▶ _SELECTED TEXT_:

Abstract
Despite the promise of targeting γδ T cells for cancer immunotherapy, the mechanisms underpinning the recruitment of this T-cell subsets to neoplastic lesions remain poorly understood. We have recently identified the pro-inflammatory chemokine CCL2 and its receptor CCR2 as key molecular determinants of γδ T-cell migration and tumor infiltration.
Keywords: CCL2, CCR2, chemokines, tumor-infiltrating lymphocytes, γδ T cells
Inflammation is a doubled-edged hallmark of cancer that comprises both tumor-promoting and tumor-inhibitory components, including the infiltration of neoplastic lesions by various immune cell subsets with strikingly different functions.1 The recruitment of these immune cells to tumors is largely orchestrated by chemokines, among which chemokine (C-C motif) ligand 2 (CCL2), also known as monocyte chemoattractant protein 1 (MCP1), has been intensively studied.
CCL2 can be detected in the majority of solid tumors and has traditionally been linked to the recruitment of myeloid cells expressing the cognate receptor CCR2. In particular, CCL2 is a key signal for the infiltration of neoplastic lesions by tumor-associated macrophages (TAMs) that are biased toward a pro-tumor M2 phenotypic and functional profile. Moreover, CCL2 has been shown to recruit monocytes to pulmonary metastases in a murine model of breast carcinoma. In this setting, the neutralization of CCL2 with specific antibodies inhibited metastatic spread and prolonged the survival of tumor-bearing mice.2 Along similar lines, CCL2 has been implicated in tumor infiltration by myeloid-derived suppressor cells (MDSCs) in animal models of lung carcinoma, sarcoma, melanoma and lymphoma.3 Finally, CCR2-expressing MDSCs reportedly accumulated in melanoma lesions, where they hamper CD8+ T-cell recruitment and hence limit the efficacy of immunotherapy.4
In humans, the levels of CCL2 have been positively correlated with tumor infiltration by TAMs and are generally associated with poor prognosis among patients suffering from breast, prostate, and colon carcinoma.5 Collectively, these results have prompted the development of therapeutic protocols based on agents that would block either CCL2 or CCR2, which are nowadays under clinical evaluation.

▶ _INSTRUCTIONS TO FOLLOW_:
Answer these questions about the CCL2 text:
(a) By what other name is CCL2 also known?
(b) In the murine model of breast carcinoma, what two effects followed the neutralization of CCL2 with specific antibodies?
(c) In humans, patients with which three types of carcinoma show CCL2 levels generally associated with poor prognosis?

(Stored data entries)

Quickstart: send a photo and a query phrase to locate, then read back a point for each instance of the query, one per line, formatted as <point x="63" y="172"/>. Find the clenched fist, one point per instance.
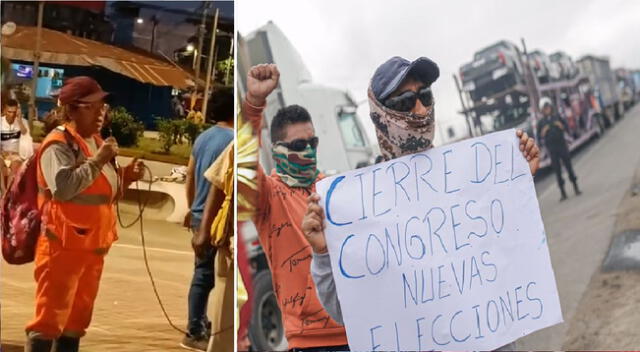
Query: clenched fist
<point x="313" y="225"/>
<point x="261" y="81"/>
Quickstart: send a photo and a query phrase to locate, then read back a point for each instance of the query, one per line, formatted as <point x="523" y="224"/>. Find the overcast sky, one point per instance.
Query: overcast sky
<point x="343" y="42"/>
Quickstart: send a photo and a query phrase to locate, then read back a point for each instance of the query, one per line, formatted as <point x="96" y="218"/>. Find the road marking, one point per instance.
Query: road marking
<point x="131" y="246"/>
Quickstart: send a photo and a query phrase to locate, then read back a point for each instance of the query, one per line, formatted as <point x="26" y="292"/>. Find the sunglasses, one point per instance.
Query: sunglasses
<point x="407" y="100"/>
<point x="298" y="145"/>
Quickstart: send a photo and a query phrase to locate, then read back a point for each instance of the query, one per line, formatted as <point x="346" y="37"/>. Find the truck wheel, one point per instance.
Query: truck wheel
<point x="267" y="331"/>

▶ _EXERCISE SOLUTION_:
(a) Monocyte chemoattractant protein 1 (MCP1).
(b) It inhibited metastatic spread and prolonged the survival of tumor-bearing mice.
(c) Breast, prostate, and colon carcinoma.